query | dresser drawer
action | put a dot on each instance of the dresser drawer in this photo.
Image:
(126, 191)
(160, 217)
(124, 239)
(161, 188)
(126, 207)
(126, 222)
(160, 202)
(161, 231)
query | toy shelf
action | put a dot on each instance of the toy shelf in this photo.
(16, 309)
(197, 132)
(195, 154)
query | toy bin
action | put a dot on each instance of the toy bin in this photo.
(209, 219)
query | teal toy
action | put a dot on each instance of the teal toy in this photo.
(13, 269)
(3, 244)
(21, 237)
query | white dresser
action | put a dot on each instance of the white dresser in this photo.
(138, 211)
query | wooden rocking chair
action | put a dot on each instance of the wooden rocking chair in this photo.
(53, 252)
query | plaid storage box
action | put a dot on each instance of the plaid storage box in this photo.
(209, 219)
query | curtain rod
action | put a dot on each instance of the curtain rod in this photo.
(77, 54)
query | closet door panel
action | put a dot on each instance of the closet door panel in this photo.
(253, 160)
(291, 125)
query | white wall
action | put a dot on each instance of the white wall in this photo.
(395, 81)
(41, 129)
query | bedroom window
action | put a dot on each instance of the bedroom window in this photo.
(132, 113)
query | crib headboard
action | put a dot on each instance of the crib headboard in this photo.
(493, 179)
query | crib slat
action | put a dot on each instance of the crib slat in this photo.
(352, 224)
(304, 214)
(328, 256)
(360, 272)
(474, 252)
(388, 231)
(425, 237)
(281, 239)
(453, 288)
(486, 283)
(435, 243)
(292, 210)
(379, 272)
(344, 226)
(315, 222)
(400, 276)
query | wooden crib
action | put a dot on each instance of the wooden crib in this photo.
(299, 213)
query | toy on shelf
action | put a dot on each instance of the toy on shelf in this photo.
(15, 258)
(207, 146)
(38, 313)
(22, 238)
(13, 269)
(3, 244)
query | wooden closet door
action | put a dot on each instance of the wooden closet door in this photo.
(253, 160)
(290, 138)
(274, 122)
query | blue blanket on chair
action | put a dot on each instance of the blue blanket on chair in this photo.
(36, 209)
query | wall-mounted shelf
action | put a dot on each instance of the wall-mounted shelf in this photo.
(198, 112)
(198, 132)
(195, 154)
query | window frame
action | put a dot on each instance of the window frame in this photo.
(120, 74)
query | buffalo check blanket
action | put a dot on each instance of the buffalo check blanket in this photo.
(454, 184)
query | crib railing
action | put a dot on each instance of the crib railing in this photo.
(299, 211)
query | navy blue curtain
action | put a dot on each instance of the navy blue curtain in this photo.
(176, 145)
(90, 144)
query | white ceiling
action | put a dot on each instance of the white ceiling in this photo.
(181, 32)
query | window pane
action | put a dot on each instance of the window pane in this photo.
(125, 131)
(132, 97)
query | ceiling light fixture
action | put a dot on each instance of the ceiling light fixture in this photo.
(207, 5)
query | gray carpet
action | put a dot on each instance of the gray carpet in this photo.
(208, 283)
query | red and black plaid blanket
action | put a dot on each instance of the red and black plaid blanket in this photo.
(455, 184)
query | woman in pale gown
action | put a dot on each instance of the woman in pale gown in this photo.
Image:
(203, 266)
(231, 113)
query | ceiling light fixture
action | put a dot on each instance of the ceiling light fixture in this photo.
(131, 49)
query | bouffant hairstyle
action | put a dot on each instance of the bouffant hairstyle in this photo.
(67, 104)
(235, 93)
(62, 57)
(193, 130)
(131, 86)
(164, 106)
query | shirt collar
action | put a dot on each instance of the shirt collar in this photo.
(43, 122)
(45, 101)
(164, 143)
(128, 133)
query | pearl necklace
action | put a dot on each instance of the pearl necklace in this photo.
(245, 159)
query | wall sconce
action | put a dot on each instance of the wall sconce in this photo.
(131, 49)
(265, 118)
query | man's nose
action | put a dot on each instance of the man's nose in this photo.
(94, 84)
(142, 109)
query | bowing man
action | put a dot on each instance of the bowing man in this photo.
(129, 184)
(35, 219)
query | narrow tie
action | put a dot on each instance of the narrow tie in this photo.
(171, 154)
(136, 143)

» EXERCISE
All of the material above needs to be output exactly, with no line left out.

» REPLY TO THE TASK
query | dresser drawer
action | put a dot on each instance of the dresser drawer in this photo.
Image:
(126, 191)
(160, 217)
(124, 239)
(161, 188)
(126, 207)
(126, 222)
(160, 202)
(161, 231)
query | toy shelf
action | put a dot on each instance of the toy shelf in this photo.
(16, 309)
(197, 132)
(195, 154)
query | toy bin
action | put a dot on each instance of the toy bin in this photo.
(209, 219)
query | teal toy
action | put a dot on each instance of the teal toy in this photo.
(13, 269)
(3, 244)
(21, 237)
query | white dresser
action | put a dot on each instance of the white dresser in this photo.
(138, 211)
query | wooden rocking chair
action | put a dot on each instance of the wooden rocking chair in this photo.
(53, 252)
query | plaid storage box
action | put a dot on each instance of the plaid storage box in this photo.
(209, 219)
query | curtain rod
action | put a dot on each instance of the curtain rod in this photo.
(77, 54)
query | closet door panel
action | put a dot on each instance of the closet door panel in this photo.
(253, 160)
(291, 125)
query | white wall
action | put a dot on each instance of the white wall in this photo.
(395, 81)
(41, 129)
query | bedroom window
action | put a dot on each instance of the bedroom window in this photo.
(132, 113)
query | crib headboard
action | put a dot on each instance of the crib headboard in this photo.
(493, 179)
query | crib slat
action | put a dot on each instance of the crib slat in this photo.
(352, 224)
(304, 214)
(328, 256)
(360, 272)
(474, 252)
(388, 231)
(425, 237)
(281, 239)
(453, 288)
(486, 283)
(435, 243)
(292, 210)
(379, 272)
(344, 226)
(315, 222)
(400, 276)
query | wooden crib
action | put a dot on each instance of the wooden crib in this photo.
(299, 213)
query | toy on shelf
action | put a dot on each instance of the toy on shelf in this photo.
(15, 258)
(207, 146)
(38, 313)
(22, 238)
(13, 269)
(3, 244)
query | wooden closet door
action | put a dot on each instance of the wooden closet door in this photo.
(253, 160)
(290, 138)
(274, 122)
query | blue blanket on chair
action | put a dot on each instance of the blue blanket on chair in this photo.
(36, 209)
query | wall-mounted shelf
action | put a dot on each instance of the wall-mounted shelf in this photo.
(198, 112)
(198, 132)
(195, 154)
query | window frame
action | put a dot on each instance of the window frame in this photo.
(120, 74)
query | buffalo check blanket
action | put a dot on each instance of the buffalo check blanket in this photo.
(454, 184)
query | crib railing
action | put a dot on each instance of the crib railing in this photo.
(299, 211)
query | navy blue curtain
action | put a dot on each instance of the navy blue curtain in this photo.
(176, 145)
(90, 144)
query | white ceiling
action | put a dot on each instance of the white ceiling in this photo.
(181, 32)
query | window pane
action | put a dot on each instance of the window pane in this photo.
(125, 131)
(132, 97)
query | ceiling light fixture
action | put a dot on each instance of the ceiling light fixture in this photo.
(207, 5)
query | gray carpet
action | put a dot on each instance of the gray carpet in this photo.
(208, 283)
query | red and black plaid blanket
action | put a dot on each instance of the red and black plaid blanket in this photo.
(455, 184)
query | woman in pale gown
action | put a dot on each instance of the woman in pale gown in this photo.
Image:
(203, 266)
(231, 113)
query | ceiling light fixture
action | put a dot on each instance of the ceiling light fixture in this photo.
(131, 49)
query | bouffant hairstyle
action | put a dot on each instance of the bouffant hairstyle in this photo.
(67, 104)
(235, 93)
(62, 57)
(193, 130)
(131, 86)
(164, 106)
query | shirt collar
action | put a dot on each instance of the shirt collar in this photo.
(43, 122)
(45, 101)
(164, 143)
(128, 133)
query | pearl necklace
action | put a dot on each instance of the pearl necklace in this photo.
(245, 159)
query | wall sconce
action | put a dot on each instance of the wall sconce in this photo.
(131, 49)
(265, 118)
query | man's nose
action | put a dot on each instance of the man's nose in this photo.
(94, 84)
(142, 109)
query | bowing man
action | put a dot on each instance of the bowing man in this photo.
(129, 184)
(35, 219)
query | narrow tie
action | put a dot on each instance of the narrow tie in this photo.
(171, 154)
(136, 143)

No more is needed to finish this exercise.